Provided information:
>>>

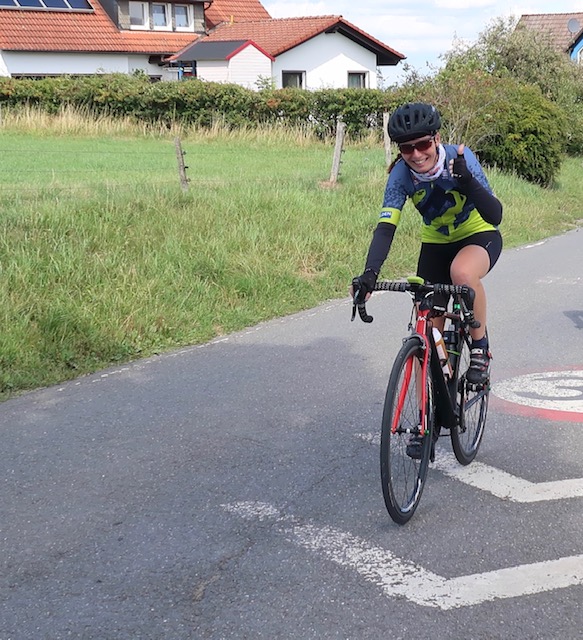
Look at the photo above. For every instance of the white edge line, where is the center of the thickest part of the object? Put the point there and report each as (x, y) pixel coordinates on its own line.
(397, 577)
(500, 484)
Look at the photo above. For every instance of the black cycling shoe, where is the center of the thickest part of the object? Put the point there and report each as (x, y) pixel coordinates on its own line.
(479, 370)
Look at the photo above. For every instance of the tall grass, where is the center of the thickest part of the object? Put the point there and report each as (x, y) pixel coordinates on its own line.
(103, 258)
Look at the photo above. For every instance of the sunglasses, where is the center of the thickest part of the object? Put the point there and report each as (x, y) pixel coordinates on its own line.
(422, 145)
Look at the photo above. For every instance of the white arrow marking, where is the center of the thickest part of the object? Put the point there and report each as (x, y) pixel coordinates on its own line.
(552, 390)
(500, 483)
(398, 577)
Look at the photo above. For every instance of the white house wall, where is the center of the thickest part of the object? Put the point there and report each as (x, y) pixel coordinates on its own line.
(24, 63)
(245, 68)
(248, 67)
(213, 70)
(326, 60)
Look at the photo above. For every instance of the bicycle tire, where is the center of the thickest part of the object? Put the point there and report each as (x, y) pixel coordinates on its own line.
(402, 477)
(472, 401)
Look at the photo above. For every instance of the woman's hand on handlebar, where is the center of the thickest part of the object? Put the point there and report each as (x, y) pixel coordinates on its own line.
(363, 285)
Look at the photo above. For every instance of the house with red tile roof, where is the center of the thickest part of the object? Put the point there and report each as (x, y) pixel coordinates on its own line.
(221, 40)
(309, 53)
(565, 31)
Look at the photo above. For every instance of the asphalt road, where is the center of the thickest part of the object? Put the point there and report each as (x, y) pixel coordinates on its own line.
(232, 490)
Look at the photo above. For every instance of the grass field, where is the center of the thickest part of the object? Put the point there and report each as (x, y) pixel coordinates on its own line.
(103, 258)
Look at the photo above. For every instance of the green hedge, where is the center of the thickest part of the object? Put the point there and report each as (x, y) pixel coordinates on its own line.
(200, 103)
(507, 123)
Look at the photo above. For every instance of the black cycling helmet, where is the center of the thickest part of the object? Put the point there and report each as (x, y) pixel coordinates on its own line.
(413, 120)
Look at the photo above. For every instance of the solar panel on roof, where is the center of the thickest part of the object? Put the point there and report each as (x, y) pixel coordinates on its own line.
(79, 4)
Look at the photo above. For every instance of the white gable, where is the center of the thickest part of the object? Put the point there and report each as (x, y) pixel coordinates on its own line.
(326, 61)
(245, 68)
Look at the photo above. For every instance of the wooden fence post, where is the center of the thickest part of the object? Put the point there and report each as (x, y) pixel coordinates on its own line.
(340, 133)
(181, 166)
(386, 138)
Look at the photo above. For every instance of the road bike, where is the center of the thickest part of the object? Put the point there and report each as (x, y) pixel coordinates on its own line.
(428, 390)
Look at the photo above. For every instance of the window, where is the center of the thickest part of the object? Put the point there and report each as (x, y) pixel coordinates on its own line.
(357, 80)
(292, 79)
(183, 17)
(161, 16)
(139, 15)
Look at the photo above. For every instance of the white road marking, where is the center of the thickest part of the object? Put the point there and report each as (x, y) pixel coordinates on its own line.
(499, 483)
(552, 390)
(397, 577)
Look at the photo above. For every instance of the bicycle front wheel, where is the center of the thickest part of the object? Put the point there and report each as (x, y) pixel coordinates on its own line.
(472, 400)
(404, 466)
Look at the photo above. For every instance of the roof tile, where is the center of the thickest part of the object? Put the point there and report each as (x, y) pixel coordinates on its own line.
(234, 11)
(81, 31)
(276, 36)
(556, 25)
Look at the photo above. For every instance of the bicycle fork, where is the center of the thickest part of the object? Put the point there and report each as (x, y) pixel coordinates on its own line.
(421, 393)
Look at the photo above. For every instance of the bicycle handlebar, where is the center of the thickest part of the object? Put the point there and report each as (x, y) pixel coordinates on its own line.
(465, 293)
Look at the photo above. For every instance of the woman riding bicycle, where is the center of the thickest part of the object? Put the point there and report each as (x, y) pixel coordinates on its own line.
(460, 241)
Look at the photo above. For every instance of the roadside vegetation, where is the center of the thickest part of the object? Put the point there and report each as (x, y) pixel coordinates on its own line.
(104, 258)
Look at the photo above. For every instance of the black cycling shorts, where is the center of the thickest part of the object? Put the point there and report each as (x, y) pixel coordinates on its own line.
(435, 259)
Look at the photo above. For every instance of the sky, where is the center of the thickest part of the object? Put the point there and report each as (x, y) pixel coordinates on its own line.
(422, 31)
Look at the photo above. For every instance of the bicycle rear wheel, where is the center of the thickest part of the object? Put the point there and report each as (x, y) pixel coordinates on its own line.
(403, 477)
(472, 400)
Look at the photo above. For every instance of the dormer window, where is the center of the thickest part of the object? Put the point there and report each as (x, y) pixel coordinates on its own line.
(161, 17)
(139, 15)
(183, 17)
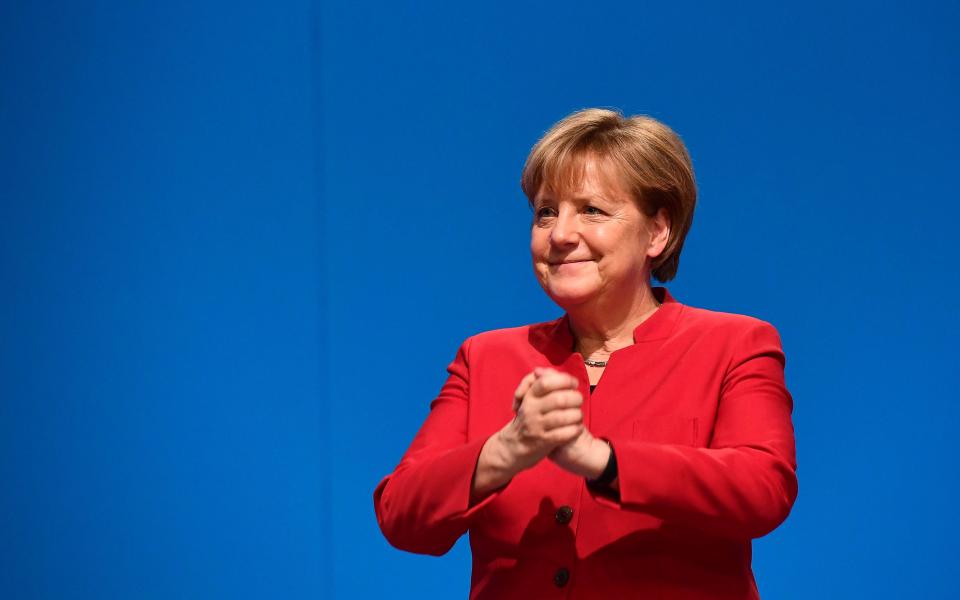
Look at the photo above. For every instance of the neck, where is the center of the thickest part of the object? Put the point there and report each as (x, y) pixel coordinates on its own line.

<<<

Your task: Return word for word the line bearing "cycling shorts, where" and every later line of the entries, but none of the pictures.

Task result:
Look at the photo above. For every instance of the black cycling shorts, where is the center of the thickest part of the object? Put the point there and report each as (x, y) pixel coordinates on its own line.
(435, 259)
Look at the photo above. For every instance of the sky, where is the center of the thickest part of the object? Put the point there and report each as (x, y) pixel coordinates on its own line.
(422, 31)
Look at the photo above. For every instance of the bicycle rear wheel, where is the center of the thickest part of the object? Put the point there and report each as (x, y) pixel coordinates on its own line.
(403, 477)
(472, 400)
Look at the photo above. For every instance of the dormer window, where is the center of the thickest part of the object? Put the point there and report each as (x, y) pixel coordinates on its own line.
(161, 17)
(139, 15)
(183, 17)
Look at the photo above. For every instance of the neck, where is the center of the thickest part of the object? Put the point there and report each as (x, y) pixel coordinates on its own line.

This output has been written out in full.